Directive: Set out every line of the material below as a numbered list, leaving out blank lines.

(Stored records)
=-=-=-=-=

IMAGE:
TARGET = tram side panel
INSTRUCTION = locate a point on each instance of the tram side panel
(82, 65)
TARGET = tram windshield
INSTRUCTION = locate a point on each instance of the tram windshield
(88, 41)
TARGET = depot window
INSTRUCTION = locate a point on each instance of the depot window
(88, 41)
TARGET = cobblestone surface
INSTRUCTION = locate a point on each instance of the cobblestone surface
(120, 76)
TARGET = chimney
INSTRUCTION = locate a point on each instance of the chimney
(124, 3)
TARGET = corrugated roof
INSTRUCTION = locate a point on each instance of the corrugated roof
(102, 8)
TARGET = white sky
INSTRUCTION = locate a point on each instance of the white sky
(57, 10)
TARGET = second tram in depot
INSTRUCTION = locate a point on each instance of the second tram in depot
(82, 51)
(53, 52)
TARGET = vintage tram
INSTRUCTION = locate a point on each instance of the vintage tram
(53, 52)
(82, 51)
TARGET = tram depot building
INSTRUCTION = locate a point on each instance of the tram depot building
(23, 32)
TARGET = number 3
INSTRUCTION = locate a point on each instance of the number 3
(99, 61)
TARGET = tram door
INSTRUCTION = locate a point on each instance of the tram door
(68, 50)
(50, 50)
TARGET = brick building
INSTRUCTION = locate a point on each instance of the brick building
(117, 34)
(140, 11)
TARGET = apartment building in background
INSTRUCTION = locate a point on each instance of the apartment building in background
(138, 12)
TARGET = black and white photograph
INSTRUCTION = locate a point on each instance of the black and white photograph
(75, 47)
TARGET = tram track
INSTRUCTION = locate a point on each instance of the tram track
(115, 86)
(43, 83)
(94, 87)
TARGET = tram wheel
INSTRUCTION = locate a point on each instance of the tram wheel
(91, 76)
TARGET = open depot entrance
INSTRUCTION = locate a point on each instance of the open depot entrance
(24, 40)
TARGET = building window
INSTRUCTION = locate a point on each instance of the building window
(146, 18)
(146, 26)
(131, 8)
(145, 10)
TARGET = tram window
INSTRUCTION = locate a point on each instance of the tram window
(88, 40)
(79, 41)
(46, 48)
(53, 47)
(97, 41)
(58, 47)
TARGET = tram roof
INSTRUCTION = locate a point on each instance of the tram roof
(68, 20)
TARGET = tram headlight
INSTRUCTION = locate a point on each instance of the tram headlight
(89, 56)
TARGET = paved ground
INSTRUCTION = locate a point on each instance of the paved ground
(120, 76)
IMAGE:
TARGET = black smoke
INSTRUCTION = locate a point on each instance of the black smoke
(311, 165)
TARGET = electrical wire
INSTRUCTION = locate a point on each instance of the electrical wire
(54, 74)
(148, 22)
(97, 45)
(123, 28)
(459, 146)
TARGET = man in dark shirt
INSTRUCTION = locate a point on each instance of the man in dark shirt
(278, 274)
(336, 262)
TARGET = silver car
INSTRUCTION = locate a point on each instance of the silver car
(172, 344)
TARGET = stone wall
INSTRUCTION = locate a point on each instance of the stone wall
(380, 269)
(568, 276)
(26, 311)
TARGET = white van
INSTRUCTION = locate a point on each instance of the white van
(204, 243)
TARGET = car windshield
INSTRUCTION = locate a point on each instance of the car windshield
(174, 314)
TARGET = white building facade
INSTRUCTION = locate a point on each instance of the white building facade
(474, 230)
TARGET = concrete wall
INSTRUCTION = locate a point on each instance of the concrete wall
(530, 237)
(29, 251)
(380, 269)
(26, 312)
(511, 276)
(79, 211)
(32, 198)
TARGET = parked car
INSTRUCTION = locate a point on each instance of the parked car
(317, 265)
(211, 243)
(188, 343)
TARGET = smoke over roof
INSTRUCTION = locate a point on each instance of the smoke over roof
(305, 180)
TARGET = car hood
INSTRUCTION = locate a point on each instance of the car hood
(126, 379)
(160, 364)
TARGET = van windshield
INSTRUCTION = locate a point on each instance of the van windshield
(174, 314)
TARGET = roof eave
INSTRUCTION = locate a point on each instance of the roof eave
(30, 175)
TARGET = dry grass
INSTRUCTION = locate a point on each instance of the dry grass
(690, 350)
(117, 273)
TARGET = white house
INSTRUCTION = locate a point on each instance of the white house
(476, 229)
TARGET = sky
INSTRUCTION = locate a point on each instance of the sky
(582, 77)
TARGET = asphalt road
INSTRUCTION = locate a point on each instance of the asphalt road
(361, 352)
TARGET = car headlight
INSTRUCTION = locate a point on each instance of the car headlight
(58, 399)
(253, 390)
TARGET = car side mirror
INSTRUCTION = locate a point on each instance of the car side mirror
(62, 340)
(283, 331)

=-=-=-=-=

Expected answer:
1. IMAGE:
2. TARGET = tram side panel
3. INSTRUCTION = locate a point on each instance of the tram side panel
4. (82, 65)
5. TARGET = tram windshield
6. INSTRUCTION = locate a point on each instance of the tram windshield
7. (88, 41)
8. TARGET = depot window
9. INSTRUCTION = locate a point on each instance of the depot window
10. (88, 41)
11. TARGET = cobblestone surface
12. INSTRUCTION = locate a point on each instance of the cobblestone surface
13. (120, 76)
14. TARGET = chimney
15. INSTRUCTION = locate a point on each instance of the chimney
16. (124, 3)
17. TARGET = corrugated roof
18. INSTRUCTION = locate a point on each instance of the corrugated roof
19. (102, 8)
20. TARGET = white sky
21. INSTRUCTION = locate a point on each instance of the white sky
22. (57, 10)
23. TARGET = second tram in depot
24. INSTRUCTION = locate a point on each instance of the second tram in depot
25. (82, 51)
26. (53, 52)
27. TARGET = vintage tram
28. INSTRUCTION = locate a point on each instance of the vintage tram
29. (53, 52)
30. (82, 51)
31. TARGET = tram depot building
32. INSTRUCTION = locate a point on each instance of the tram depot building
33. (23, 32)
34. TARGET = number 3
35. INSTRUCTION = locate a point on each instance of the number 3
36. (99, 61)
37. TARGET = tram door
38. INSTRUCTION = locate a point on each instance of the tram door
39. (68, 50)
40. (50, 50)
41. TARGET = brick building
42. INSTRUCTION = locate a point on each instance of the brick building
43. (117, 34)
44. (140, 11)
45. TARGET = apartment building in background
46. INSTRUCTION = locate a point on each instance of the apartment building in background
47. (138, 12)
48. TARGET = black and white photograph
49. INSTRUCTION = locate a point on each instance of the black and white photograph
50. (75, 47)
51. TARGET = tram track
52. INSTRUCTION = locate a point on each instance of the tram track
53. (115, 86)
54. (43, 83)
55. (94, 87)
56. TARGET = tram wheel
57. INSTRUCTION = locate a point on each instance of the tram wheel
58. (91, 76)
59. TARGET = open depot entrance
60. INSTRUCTION = locate a point on each instance of the open depot entrance
61. (24, 40)
62. TARGET = building window
63. INSTRUCTION = locate a point on each instance of the building window
64. (146, 18)
65. (146, 26)
66. (131, 8)
67. (145, 10)
68. TARGET = tram window
69. INSTRUCTION = locate a point on each instance of the tram window
70. (88, 40)
71. (79, 41)
72. (46, 48)
73. (53, 47)
74. (97, 41)
75. (58, 47)
76. TARGET = tram roof
77. INSTRUCTION = locate a point on each instance of the tram roof
78. (68, 20)
79. TARGET = tram headlight
80. INSTRUCTION = locate a point on each instance of the tram headlight
81. (89, 56)
82. TARGET = paved ground
83. INSTRUCTION = locate a point on each instance of the paved ground
84. (120, 76)
85. IMAGE:
86. TARGET = black smoke
87. INSTRUCTION = locate a point on each instance of the black smoke
88. (311, 165)
89. TARGET = electrical wire
90. INSTRUCTION = locate a point on each instance of the electrical wire
91. (54, 74)
92. (148, 22)
93. (97, 45)
94. (123, 28)
95. (459, 146)
96. TARGET = man in dark shirt
97. INSTRUCTION = locate a point on each instance of the man in dark shirt
98. (278, 274)
99. (336, 262)
100. TARGET = silver car
101. INSTRUCTION = locate a point on each instance of the silver car
102. (172, 344)
103. TARGET = stone wall
104. INSTRUCTION = locate a point on each instance of the stone wall
105. (380, 269)
106. (568, 276)
107. (26, 311)
108. TARGET = white van
109. INSTRUCTION = locate a point on each instance of the white van
110. (204, 243)
111. TARGET = car windshield
112. INSTRUCTION = locate a point on each instance of the car windshield
113. (174, 314)
114. TARGET = white building facade
115. INSTRUCTION = locate a point on each instance of the white building facade
116. (474, 230)
117. TARGET = concrete wall
118. INSTRUCTION = locate a point on each instance of the concrete wall
119. (530, 237)
120. (29, 251)
121. (380, 269)
122. (26, 312)
123. (511, 276)
124. (79, 211)
125. (32, 198)
126. TARGET = parked car
127. INSTRUCTION = locate a point on each instance of the parked car
128. (317, 265)
129. (211, 243)
130. (188, 343)
131. TARGET = smoke over roof
132. INSTRUCTION = locate a point on each instance of the smoke over roof
133. (305, 180)
134. TARGET = car hood
135. INSTRUCTION = locate a point on each instance of the car hood
136. (126, 379)
137. (160, 364)
138. TARGET = van windshield
139. INSTRUCTION = locate a point on each instance of the van windshield
140. (174, 314)
141. TARGET = roof eave
142. INSTRUCTION = locate a point on each instance of the roof eave
143. (30, 175)
144. TARGET = dry grass
145. INSTRUCTION = locate a point on each instance of the dry grass
146. (690, 350)
147. (117, 273)
148. TARGET = white house
149. INSTRUCTION = locate a point on each instance of the white house
150. (476, 229)
151. TARGET = sky
152. INSTRUCTION = locate a point on each instance of the sky
153. (582, 77)
154. TARGET = asphalt road
155. INSTRUCTION = locate a point on each instance of the asphalt road
156. (361, 352)
157. TARGET = car headlight
158. INSTRUCTION = locate a point on each instance of the car headlight
159. (58, 399)
160. (253, 390)
161. TARGET = car side mirror
162. INSTRUCTION = locate a point on each instance of the car side mirror
163. (62, 340)
164. (283, 331)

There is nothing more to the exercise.